- Görev
Aşağıdaki 23 Nisan metninde "23 Nisan Ulusal" ile "uluslararsı düzeye taşımıştır." arasındaki bölümü, bu iki ifade de dahil, harfi harfine yeniden yazar mısın?

23 Nisan Ulusal Egemenlik ve Çocuk Bayramı, Büyük Millet Meclisi'nin açılış
yıldönümü olan 23 Nisan'da kutlanan, Türkiye Cumhuriyeti'nin ulusal
bayramı.
Bu bayram, Büyük Millet Meclisi'nin açılışı ile 23 Nisan 1920'de
gerçekleşen ulusal egemenliğin simgesidir. 1935'e dek "Hakimiyet-i Milliye"
adıyla kutlanan bayram, 27 Mayıs 1935'te "Ulusal Egemenlik ve Çocuk
Bayramı" olmuştur. Türkiye Radyo Televizyon Kurumu, UNESCO'nun 1979'u Çocuk
Yılı olarak duyurmasının ardından, Uluslararası 23 Nisan Çocuk Şenliği'ni
başlatarak, bayramı uluslararsı düzeye taşımıştır.
İstanbul'un işgalinden üç gün sonra, Atatürk 19 Mart 1920 tarihinde bildiri
yayımladı. Bildiride, "olağanüstü yetkiler taşıyan bir Meclisin Ankara'da
toplanacağı, Meclis'e katılacak üyelerin nasıl seçilecekleri, seçilenlerin
en geç onbeş gün içinde yapılması gereği, kesin ve kararlı ifadelerle yer
alıyordu. Ayrıca, dağılan Meclis-i Mebusan'ın üyeleri de Ankara'daki
Meclis'e katılabileceklerdi.
Türkiye Cumhuriyeti'nin kuruluş temelleri Ankara'daki bu ilk tarihi binada
atıldı. Birinci Meclis Binası, Ulusal Kurtuluş Savaşı'nın yönetim yeri
olarak pek çok tartışma ve millî kararlara sahne oldu: Bu yapı bugün
Kurtuluş Savaşı Müzesi olarak, ilk yılların anılarını sergiliyor. İllerde
seçilen temsilciler ve Meclis-i Mebusan'ın bir kısım üyeleri Ankara'ya
geldiler.
Ankara'nın o günkü şartlarında Meclis'in toplanabileceği elverişli bir bina
yok gibiydi. Sonunda, İkinci Meşrutiyet döneminde, İttihat ve Terakki
Cemiyeti kulübü olarak yapılmış tek katlı bir bina uygun görüldü. Eksik
kalmış yapı tamamlandı, okullardan toplanan ve halkın katkısıyla sağlanan
eşyalarla donatıldı. Hazırlıklar tamamlanınca, Atatürk 21 Nisan'da
yayınladığı ikinci bir bildir ile, Meclis'in 23 Nisan günü toplanacağını ve
açılış töreninin nasıl yapılacağını duyurdu.

- Ana hat etiketleme kayıtları
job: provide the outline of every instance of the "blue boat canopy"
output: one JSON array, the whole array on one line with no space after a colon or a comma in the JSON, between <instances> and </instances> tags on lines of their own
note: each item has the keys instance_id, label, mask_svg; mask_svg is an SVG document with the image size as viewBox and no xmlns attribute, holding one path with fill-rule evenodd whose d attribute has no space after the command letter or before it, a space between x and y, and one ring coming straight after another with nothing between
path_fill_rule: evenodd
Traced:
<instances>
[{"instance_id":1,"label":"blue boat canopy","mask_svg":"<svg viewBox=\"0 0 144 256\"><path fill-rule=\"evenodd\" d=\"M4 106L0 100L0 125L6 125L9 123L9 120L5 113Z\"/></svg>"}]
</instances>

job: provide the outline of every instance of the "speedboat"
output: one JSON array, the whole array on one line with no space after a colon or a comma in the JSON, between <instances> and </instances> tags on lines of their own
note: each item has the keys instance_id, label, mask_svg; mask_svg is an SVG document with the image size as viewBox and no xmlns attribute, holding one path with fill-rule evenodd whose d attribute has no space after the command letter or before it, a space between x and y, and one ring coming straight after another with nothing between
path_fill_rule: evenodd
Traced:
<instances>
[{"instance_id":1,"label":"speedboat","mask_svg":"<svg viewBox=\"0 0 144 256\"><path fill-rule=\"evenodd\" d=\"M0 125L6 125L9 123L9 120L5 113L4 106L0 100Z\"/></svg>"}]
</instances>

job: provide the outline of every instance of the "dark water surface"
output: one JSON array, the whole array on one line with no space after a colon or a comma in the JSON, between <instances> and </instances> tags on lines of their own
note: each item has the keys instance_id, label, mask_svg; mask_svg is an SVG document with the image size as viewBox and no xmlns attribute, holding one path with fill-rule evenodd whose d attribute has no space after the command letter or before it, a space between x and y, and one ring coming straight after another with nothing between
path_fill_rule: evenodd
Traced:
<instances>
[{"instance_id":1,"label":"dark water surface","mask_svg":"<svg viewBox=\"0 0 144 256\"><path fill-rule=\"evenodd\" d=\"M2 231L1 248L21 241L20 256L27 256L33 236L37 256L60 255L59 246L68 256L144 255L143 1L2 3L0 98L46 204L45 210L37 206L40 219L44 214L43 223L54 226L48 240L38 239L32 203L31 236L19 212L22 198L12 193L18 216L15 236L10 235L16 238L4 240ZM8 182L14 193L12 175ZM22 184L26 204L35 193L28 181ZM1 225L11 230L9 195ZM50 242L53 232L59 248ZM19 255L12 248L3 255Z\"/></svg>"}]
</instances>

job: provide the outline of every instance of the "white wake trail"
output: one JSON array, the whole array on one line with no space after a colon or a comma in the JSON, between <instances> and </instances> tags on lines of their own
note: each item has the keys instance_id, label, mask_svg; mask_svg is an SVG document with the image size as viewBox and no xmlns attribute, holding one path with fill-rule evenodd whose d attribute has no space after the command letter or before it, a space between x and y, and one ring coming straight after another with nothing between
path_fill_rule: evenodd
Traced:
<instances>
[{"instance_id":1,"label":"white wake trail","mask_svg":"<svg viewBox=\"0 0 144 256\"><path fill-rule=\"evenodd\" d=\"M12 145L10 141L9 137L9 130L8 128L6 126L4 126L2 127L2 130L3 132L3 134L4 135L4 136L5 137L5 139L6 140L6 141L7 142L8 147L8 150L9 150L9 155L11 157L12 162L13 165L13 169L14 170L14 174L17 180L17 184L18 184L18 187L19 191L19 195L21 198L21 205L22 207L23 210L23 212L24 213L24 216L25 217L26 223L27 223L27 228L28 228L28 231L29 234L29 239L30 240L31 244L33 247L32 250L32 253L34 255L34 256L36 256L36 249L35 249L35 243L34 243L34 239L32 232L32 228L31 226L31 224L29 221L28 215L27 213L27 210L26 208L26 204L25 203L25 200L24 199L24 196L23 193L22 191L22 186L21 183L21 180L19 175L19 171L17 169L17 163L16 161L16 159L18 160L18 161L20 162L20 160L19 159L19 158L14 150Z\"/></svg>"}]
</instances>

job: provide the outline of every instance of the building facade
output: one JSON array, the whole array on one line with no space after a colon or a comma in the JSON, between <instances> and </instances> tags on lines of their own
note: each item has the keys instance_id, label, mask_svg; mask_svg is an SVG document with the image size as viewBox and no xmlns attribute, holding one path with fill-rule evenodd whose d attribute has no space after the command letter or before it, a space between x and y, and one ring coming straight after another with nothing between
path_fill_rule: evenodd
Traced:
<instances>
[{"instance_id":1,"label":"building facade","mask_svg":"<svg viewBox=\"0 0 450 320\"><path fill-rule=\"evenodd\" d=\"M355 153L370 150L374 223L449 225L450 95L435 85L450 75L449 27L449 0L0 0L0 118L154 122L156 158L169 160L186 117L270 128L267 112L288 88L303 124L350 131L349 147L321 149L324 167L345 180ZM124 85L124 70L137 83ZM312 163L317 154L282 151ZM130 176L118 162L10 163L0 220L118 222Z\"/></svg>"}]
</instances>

- Sonuç
23 Nisan Ulusal Egemenlik ve Çocuk Bayramı, Büyük Millet Meclisi'nin açılış
yıldönümü olan 23 Nisan'da kutlanan, Türkiye Cumhuriyeti'nin ulusal
bayramı.
Bu bayram, Büyük Millet Meclisi'nin açılışı ile 23 Nisan 1920'de
gerçekleşen ulusal egemenliğin simgesidir. 1935'e dek "Hakimiyet-i Milliye"
adıyla kutlanan bayram, 27 Mayıs 1935'te "Ulusal Egemenlik ve Çocuk
Bayramı" olmuştur. Türkiye Radyo Televizyon Kurumu, UNESCO'nun 1979'u Çocuk
Yılı olarak duyurmasının ardından, Uluslararası 23 Nisan Çocuk Şenliği'ni
başlatarak, bayramı uluslararsı düzeye taşımıştır.